→ **Exercise**
Take the lines starting with the one that contains "Return the segmentation of every instance of the white" and going on through the one that contains "111), (193, 110)]", and lay them out as a JSON list of strings with one string per line. Skip blank lines and leave out the pictures.

# Start of Stored rows

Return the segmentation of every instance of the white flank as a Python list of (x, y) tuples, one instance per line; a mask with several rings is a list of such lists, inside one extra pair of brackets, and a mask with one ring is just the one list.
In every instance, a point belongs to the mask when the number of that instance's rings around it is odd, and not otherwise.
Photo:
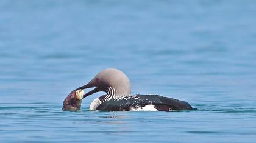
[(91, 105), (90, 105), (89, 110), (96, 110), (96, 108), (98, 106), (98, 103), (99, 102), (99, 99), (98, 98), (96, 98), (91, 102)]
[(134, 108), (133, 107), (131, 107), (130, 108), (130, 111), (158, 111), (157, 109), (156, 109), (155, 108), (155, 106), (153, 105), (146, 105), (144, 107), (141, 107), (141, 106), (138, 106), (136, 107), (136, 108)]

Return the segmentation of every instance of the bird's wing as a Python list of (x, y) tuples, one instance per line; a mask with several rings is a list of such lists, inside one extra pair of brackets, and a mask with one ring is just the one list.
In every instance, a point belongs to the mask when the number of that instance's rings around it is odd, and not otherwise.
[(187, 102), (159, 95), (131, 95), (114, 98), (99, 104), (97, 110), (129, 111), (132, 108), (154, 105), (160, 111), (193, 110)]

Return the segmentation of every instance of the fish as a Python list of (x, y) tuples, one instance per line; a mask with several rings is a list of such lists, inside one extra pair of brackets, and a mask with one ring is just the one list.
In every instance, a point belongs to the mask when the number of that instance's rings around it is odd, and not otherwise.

# End of Stored rows
# Start of Stored rows

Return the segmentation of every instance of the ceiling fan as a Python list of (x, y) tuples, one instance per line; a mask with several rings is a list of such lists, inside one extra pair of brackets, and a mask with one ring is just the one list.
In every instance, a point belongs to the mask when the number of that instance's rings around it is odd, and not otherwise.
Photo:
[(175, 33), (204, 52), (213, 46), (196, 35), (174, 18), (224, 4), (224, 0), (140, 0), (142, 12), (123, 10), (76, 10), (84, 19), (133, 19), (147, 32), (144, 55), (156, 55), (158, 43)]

# End of Stored rows
# Start of Stored rows

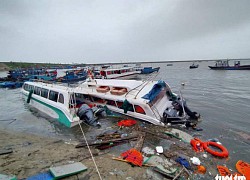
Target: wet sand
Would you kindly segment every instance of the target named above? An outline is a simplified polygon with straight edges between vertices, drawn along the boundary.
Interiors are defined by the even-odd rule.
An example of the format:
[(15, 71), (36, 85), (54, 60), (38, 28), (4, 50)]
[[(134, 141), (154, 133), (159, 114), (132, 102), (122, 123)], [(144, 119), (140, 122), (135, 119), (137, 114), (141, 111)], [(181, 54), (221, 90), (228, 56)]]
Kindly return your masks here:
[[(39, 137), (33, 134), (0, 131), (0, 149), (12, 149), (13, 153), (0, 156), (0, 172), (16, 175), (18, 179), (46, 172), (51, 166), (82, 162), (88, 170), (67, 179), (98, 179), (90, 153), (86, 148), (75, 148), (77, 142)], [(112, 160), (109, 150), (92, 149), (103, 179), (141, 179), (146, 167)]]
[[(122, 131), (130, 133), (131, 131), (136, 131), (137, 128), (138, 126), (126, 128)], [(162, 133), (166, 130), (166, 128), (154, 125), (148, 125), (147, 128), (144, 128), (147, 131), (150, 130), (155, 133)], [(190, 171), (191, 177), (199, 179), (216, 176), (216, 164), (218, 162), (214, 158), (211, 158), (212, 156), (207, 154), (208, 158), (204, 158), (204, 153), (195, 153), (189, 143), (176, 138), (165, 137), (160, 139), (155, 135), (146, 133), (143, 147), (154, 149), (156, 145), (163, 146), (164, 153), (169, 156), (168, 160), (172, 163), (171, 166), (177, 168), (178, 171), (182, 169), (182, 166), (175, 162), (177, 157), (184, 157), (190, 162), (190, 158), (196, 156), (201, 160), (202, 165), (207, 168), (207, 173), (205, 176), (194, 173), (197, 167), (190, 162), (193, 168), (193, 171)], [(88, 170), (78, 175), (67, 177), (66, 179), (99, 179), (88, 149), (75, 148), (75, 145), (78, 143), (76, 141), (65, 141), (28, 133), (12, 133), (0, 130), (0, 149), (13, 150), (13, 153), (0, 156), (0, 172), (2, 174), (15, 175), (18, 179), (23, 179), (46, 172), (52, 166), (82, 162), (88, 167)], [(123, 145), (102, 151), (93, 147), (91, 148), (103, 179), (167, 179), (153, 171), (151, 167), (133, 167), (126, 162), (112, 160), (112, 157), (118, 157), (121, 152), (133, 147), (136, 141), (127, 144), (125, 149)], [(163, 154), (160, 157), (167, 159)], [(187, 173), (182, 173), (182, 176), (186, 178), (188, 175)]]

# End of Stored rows

→ **Correct output**
[
  "Return the segmentation of every instance of the white flank as a Python list of (x, y) tuples, one instance per line; a mask with several rings is a list of such lists, inside one extra pair of brackets, and a mask with one ring is just the one list.",
  "In every instance, a point belongs to the mask when the number of that instance's rings around it is odd, and not otherwise.",
  "Photo:",
  "[(91, 105), (90, 105), (89, 110), (96, 110), (96, 108), (98, 106), (98, 103), (99, 102), (99, 99), (98, 98), (96, 98), (91, 102)]",
  "[(134, 108), (133, 107), (131, 107), (130, 108), (130, 111), (158, 111), (157, 109), (156, 109), (155, 108), (155, 106), (153, 105), (146, 105), (144, 107), (141, 107), (141, 106), (138, 106), (136, 107), (136, 108)]",
  "Return the segmentation of every instance of the bird's wing as a Python list of (x, y) tuples, one instance per line; a mask with several rings is a list of such lists, inside one extra pair of brackets, and a mask with one ring is just the one list.",
  "In every instance, a point belongs to the mask when the number of that instance's rings around it is odd, and not otherwise.",
  "[(187, 102), (159, 95), (131, 95), (114, 98), (99, 104), (97, 110), (129, 111), (132, 108), (154, 105), (160, 111), (193, 110)]"
]